■ Listing:
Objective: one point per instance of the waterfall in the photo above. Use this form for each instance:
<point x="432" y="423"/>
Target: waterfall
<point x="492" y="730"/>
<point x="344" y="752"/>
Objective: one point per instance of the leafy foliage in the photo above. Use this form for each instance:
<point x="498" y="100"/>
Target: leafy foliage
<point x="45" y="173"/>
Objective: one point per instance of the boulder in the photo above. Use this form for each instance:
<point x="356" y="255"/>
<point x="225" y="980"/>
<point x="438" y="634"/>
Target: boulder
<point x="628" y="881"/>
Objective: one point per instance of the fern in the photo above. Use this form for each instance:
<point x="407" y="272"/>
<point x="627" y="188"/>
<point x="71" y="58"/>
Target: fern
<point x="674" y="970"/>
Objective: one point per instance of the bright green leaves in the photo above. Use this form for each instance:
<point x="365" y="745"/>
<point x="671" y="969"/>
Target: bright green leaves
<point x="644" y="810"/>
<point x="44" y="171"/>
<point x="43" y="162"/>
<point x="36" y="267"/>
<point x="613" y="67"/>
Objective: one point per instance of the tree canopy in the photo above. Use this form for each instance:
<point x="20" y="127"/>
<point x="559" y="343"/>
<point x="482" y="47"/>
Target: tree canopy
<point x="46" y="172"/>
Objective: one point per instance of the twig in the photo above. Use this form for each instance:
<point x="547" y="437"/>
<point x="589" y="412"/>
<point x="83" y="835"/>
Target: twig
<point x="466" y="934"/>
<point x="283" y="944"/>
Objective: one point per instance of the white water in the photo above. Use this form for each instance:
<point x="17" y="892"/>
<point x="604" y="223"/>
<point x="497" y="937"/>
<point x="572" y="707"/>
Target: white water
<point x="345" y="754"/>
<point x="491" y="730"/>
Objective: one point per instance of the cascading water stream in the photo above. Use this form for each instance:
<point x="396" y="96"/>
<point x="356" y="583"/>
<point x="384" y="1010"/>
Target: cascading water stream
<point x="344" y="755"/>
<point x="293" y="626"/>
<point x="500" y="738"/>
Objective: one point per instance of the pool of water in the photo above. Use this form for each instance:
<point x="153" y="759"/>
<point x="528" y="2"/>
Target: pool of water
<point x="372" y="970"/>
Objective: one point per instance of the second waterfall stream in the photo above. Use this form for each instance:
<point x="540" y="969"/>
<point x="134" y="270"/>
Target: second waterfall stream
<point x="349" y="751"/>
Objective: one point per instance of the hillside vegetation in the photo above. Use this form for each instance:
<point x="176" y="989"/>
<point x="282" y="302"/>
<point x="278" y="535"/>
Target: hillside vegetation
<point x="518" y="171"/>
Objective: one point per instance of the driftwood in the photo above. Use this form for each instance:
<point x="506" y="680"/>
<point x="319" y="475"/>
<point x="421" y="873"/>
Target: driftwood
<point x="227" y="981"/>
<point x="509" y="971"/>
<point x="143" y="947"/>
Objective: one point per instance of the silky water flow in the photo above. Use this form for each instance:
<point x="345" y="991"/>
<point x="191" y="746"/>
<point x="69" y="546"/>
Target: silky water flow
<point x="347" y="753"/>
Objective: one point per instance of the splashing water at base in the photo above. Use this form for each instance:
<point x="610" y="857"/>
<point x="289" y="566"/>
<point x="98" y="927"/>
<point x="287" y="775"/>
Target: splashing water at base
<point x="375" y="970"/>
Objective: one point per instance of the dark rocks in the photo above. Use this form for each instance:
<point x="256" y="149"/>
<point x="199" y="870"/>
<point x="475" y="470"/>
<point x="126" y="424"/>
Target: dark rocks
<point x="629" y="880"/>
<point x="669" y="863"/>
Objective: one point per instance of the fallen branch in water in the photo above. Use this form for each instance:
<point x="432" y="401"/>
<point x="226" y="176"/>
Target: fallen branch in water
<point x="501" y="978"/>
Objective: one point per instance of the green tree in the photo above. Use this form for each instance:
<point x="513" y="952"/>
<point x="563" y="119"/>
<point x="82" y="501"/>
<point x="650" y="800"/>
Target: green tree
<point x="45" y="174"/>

■ What to do:
Every entry needs to be retyped exactly.

■ Exercise result:
Objective: one point per instance of the waterfall in the photo above. Use this form for each instance:
<point x="432" y="423"/>
Target: waterfall
<point x="492" y="730"/>
<point x="344" y="752"/>
Objective: one point per instance of the leafy foliage in the photo above. Use this form for each instance:
<point x="498" y="100"/>
Target: leafy foliage
<point x="45" y="173"/>
Objective: one point per instance of the boulder in the photo above. Use this form for each instance:
<point x="356" y="255"/>
<point x="225" y="980"/>
<point x="438" y="634"/>
Target: boulder
<point x="628" y="881"/>
Objective: one point per instance of the fern in the photo above. Use this form for each instance:
<point x="407" y="272"/>
<point x="627" y="188"/>
<point x="71" y="58"/>
Target: fern
<point x="674" y="970"/>
Objective: one point per instance of the bright green leaves in the photo above. Use this form for each instance:
<point x="365" y="745"/>
<point x="671" y="969"/>
Target: bright green leaves
<point x="644" y="810"/>
<point x="44" y="171"/>
<point x="43" y="162"/>
<point x="36" y="267"/>
<point x="613" y="67"/>
Objective: one point per instance of the tree canopy in the photo above. Use this form for each instance:
<point x="20" y="127"/>
<point x="559" y="343"/>
<point x="482" y="47"/>
Target: tree canopy
<point x="46" y="172"/>
Objective: one point per instance of the twig in the photo above. Use this form for each instance:
<point x="547" y="437"/>
<point x="589" y="412"/>
<point x="83" y="835"/>
Target: twig
<point x="466" y="934"/>
<point x="283" y="944"/>
Objective: one point per instance of the white water in the photo above. Use this form for each instance:
<point x="17" y="892"/>
<point x="604" y="223"/>
<point x="497" y="937"/>
<point x="572" y="707"/>
Target: white water
<point x="345" y="754"/>
<point x="491" y="730"/>
Objective: one point per instance of the cascading water stream in the photo above. Use this form for each instance:
<point x="396" y="96"/>
<point x="356" y="583"/>
<point x="384" y="1010"/>
Target: cascading water stream
<point x="344" y="755"/>
<point x="293" y="626"/>
<point x="500" y="738"/>
Objective: one point per instance of the pool of water in the photo above. Use this form for each instance:
<point x="153" y="759"/>
<point x="528" y="2"/>
Target: pool of water
<point x="372" y="970"/>
Objective: one point per instance of the second waterfall stream in the photo above. Use this form for each instance:
<point x="540" y="969"/>
<point x="134" y="270"/>
Target: second waterfall stream
<point x="349" y="751"/>
Objective: one point per instance of the hillside vegetation in the photo above. Use this form for each instance:
<point x="176" y="989"/>
<point x="282" y="302"/>
<point x="278" y="535"/>
Target: hillside vegetation
<point x="518" y="171"/>
Objective: one point per instance of the driftwood in the photo above. Use this form for each instance:
<point x="506" y="680"/>
<point x="319" y="475"/>
<point x="421" y="873"/>
Target: driftwood
<point x="227" y="981"/>
<point x="509" y="971"/>
<point x="143" y="947"/>
Objective: one point per instance of the silky water flow in the photo above. Use this form for each instance:
<point x="345" y="991"/>
<point x="191" y="746"/>
<point x="69" y="546"/>
Target: silky water flow
<point x="347" y="753"/>
Objective: one point per instance of the splashing water at base in the photo above. Use this form for each instance:
<point x="610" y="857"/>
<point x="289" y="566"/>
<point x="98" y="927"/>
<point x="287" y="775"/>
Target: splashing water at base
<point x="375" y="970"/>
Objective: one point per instance of the dark rocks in the photo above. Use this form for each instance:
<point x="256" y="149"/>
<point x="199" y="870"/>
<point x="475" y="470"/>
<point x="126" y="424"/>
Target: dark rocks
<point x="629" y="880"/>
<point x="669" y="863"/>
Objective: one point per instance of the fallen branch in water in the photo above. Use this form for each instance:
<point x="432" y="401"/>
<point x="226" y="176"/>
Target: fallen branch in water
<point x="501" y="978"/>
Objective: one point per instance of the green tree in the photo above. Use this form for each instance:
<point x="513" y="952"/>
<point x="563" y="119"/>
<point x="82" y="501"/>
<point x="650" y="800"/>
Target: green tree
<point x="45" y="174"/>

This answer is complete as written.